**Texte présenté**
++++++
16.07.2006
Enfant de personne
Dans le train presque vide qui nous mène de Trichy à Mayanoor, un petit garçon nous observe. Il semble avoir une dizaine d’année, il est mince, sale, vêtu d’un short et d’une chemisette tachés et ses cheveux sont coupés courts. Ses pieds sont nus et sa peau est sombre.
Il passe et repasse à côté de nos sièges, nous souriant de toutes ses dents blanches.
Apparemment il est seul. Un passager lui donne quelques piécettes, il les empoche joyeusement et lorsque le train s’arrête à une gare il descend s’acheter un paquet de chips qu’il engloutit sur le champ. Puis il reprend son poste d’observation, assis sur une banquette voisine de la nôtre.
Environ dix minutes plus tard il s’enhardit, s’approche de nous et nous demande « Come from ? ». Nous répondons : France et Italie. Il balance la tête de droite à gauche et pose une seconde question : « Trichy ? » et nous en chœur : « Yes, yes, and you ? » Il ne répond pas mais balance à nouveau la tête. Du doigt je montre Fabio et je dis : « Fabio », puis moi et je dis « Claudine », puis je le désigne et il comprend. Il me dit son prénom mais cette fois c’est moi qui ne comprends pas, il répète patiemment, je ne comprends toujours pas, les prénoms indiens sont souvent longs, compliqués et très difficile à mémoriser.
Nous continuons la discussion, je lui demande « Amma ? Appa ? » ce qui veut dire maman et papa en tamil et il me répond « Illai, Illai ! » qui veut dire non.
Le train s’arrête dans une gare assez importante, il descend, je le vois sautiller sur le quai, puis il se retourne et agite la main vers moi.
Il s’éloigne, revient avec une longue bande de carton qu’il s’amuse à faire voler, contrôlant toujours notre présence, Fabio le filme et il se met à rire.
Le carton se déchire.
Il va boire à une fontaine et parle à un homme, j’espère un instant qu’il s’agit d’un parent venu le chercher, mais non, l’homme s’éloigne et le gamin reste, sautant allégrement d’un pied sur l’autre.
Il traverse les rails, s’approche de la fenêtre où je suis accoudée me montre une direction et agite la main en signe d’au revoir. Peut être que le train qu’il attendait va arriver. Je lui fais signe de s’approcher et je lui donne un peu d’argent, il plie soigneusement le billet avant de le glisser dans la poche de sa chemisette, puis il recule rapidement, remonte sur le quai et disparaît à ma vue, caché par un nouveau train.
Mais coucou le revoilà, dans l’encadrement de la porte d’un wagon, riant de plus de belle. Le train dans lequel il est monté repart vers Trichy, peut être passe-t-il ainsi ses journées, entre deux gares, entre deux trains.
Mais nous partons, notre convoi s’ébranle lentement, nous agitons les mains, nous nous regardons en souriant et j’ai le cœur serré.
++++++
**Données fournies**

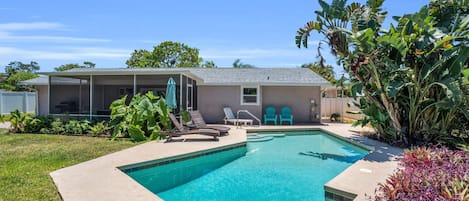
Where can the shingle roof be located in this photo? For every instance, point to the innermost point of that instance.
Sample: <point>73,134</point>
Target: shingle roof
<point>263,76</point>
<point>220,76</point>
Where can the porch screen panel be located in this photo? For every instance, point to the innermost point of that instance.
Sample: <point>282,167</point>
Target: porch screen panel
<point>69,95</point>
<point>108,88</point>
<point>194,95</point>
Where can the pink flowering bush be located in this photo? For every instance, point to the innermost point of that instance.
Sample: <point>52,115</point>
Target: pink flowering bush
<point>435,173</point>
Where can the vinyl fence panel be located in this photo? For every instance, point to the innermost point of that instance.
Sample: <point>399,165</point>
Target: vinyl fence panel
<point>340,106</point>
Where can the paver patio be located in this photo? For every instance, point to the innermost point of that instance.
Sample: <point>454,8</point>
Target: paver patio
<point>100,179</point>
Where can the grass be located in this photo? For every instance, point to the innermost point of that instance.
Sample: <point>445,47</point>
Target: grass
<point>27,159</point>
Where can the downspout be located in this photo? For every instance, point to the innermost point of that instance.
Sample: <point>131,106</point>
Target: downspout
<point>91,97</point>
<point>48,95</point>
<point>135,84</point>
<point>180,92</point>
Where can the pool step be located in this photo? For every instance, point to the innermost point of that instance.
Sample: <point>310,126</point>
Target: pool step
<point>254,137</point>
<point>260,139</point>
<point>273,135</point>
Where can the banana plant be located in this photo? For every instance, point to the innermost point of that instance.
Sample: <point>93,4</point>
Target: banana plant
<point>142,119</point>
<point>411,75</point>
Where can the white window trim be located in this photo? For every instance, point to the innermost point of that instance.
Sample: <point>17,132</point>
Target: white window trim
<point>257,95</point>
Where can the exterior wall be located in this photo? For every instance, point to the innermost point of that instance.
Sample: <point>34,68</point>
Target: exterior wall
<point>212,100</point>
<point>43,100</point>
<point>298,98</point>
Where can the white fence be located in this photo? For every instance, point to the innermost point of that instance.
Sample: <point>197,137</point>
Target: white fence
<point>339,105</point>
<point>25,102</point>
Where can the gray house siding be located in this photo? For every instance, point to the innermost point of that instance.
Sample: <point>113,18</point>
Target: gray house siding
<point>298,98</point>
<point>212,100</point>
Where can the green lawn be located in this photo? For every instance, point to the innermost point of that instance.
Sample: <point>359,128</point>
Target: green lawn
<point>27,159</point>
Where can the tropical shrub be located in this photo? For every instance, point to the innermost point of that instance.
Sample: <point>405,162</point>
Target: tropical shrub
<point>142,119</point>
<point>19,121</point>
<point>75,127</point>
<point>36,123</point>
<point>99,128</point>
<point>56,126</point>
<point>435,173</point>
<point>411,75</point>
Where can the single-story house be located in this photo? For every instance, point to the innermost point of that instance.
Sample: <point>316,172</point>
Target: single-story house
<point>89,92</point>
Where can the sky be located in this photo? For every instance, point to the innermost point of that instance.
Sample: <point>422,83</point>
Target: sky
<point>259,32</point>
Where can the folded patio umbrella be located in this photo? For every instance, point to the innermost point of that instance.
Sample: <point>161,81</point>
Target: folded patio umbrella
<point>171,94</point>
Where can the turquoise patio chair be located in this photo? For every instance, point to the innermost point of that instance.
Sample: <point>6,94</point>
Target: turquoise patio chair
<point>286,115</point>
<point>270,115</point>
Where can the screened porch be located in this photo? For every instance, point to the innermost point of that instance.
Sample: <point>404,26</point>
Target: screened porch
<point>89,96</point>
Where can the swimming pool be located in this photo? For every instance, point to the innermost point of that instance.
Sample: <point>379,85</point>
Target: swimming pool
<point>294,166</point>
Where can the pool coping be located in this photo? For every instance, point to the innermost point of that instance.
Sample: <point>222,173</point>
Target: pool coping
<point>102,178</point>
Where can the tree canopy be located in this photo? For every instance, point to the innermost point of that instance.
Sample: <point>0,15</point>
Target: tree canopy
<point>238,64</point>
<point>167,54</point>
<point>209,64</point>
<point>327,72</point>
<point>411,75</point>
<point>86,64</point>
<point>16,72</point>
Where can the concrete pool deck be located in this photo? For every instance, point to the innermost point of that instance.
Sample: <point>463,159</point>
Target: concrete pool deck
<point>100,178</point>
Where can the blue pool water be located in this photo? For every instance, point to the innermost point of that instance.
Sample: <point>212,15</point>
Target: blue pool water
<point>294,167</point>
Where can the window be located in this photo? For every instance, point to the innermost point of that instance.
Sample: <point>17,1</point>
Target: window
<point>249,95</point>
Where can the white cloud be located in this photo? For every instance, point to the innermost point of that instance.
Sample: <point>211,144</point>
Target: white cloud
<point>76,53</point>
<point>252,53</point>
<point>8,33</point>
<point>18,26</point>
<point>8,38</point>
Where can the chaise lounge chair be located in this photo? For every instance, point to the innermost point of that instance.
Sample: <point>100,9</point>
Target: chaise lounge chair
<point>229,117</point>
<point>199,122</point>
<point>180,130</point>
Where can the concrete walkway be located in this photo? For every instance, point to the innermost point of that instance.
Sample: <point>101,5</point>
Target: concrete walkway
<point>100,179</point>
++++++
**Consigne**
Recopiez tout le passage du récit qui va de « Nous continuons la » jusqu'à « veut dire non. », en remplaçant « tamil » par « tamoul ».

**Réponse**
Nous continuons la discussion, je lui demande « Amma ? Appa ? » ce qui veut dire maman et papa en tamoul et il me répond « Illai, Illai ! » qui veut dire non.